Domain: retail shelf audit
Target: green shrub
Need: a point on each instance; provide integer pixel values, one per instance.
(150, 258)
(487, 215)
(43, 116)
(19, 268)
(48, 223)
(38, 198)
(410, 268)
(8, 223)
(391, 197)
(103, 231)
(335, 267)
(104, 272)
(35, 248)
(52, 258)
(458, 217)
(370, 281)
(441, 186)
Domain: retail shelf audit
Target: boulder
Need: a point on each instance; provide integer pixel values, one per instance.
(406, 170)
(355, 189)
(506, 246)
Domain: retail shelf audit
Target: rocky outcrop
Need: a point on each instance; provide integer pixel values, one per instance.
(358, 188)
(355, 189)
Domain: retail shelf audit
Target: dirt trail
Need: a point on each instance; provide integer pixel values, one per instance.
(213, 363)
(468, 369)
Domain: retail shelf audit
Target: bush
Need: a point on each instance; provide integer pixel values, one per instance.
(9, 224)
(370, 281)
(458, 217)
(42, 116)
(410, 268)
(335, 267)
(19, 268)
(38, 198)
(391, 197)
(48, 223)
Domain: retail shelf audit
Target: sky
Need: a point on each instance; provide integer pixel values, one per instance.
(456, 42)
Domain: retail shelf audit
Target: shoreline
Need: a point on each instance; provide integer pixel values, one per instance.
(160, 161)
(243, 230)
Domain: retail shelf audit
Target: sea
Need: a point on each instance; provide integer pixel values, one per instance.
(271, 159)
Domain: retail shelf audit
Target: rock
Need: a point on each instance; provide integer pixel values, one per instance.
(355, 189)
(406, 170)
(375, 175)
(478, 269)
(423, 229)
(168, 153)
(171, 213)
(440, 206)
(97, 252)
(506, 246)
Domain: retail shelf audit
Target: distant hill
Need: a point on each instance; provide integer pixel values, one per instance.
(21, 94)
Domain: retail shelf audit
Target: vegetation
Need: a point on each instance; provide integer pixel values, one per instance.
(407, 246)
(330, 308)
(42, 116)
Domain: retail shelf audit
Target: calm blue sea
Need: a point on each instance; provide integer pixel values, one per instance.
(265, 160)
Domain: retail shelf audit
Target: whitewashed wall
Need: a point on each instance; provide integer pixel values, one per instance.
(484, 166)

════════

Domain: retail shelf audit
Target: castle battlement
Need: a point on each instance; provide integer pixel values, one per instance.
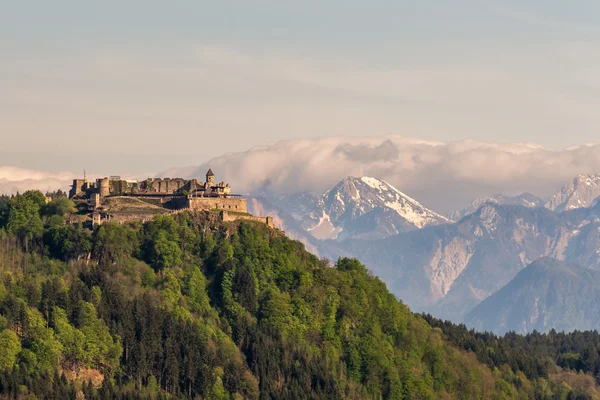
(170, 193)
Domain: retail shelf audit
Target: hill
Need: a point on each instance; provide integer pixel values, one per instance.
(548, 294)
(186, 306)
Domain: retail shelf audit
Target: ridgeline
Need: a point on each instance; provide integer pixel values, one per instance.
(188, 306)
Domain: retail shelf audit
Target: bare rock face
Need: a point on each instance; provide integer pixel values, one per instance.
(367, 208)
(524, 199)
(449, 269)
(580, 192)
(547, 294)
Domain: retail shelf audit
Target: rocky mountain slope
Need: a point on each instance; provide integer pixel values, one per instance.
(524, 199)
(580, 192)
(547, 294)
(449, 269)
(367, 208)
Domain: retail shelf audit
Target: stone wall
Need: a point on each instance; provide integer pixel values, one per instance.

════════

Exercise objective:
State how many lines of the material above contain the string "wall", with letter case taken into account. Give only the number.

Response to the task:
2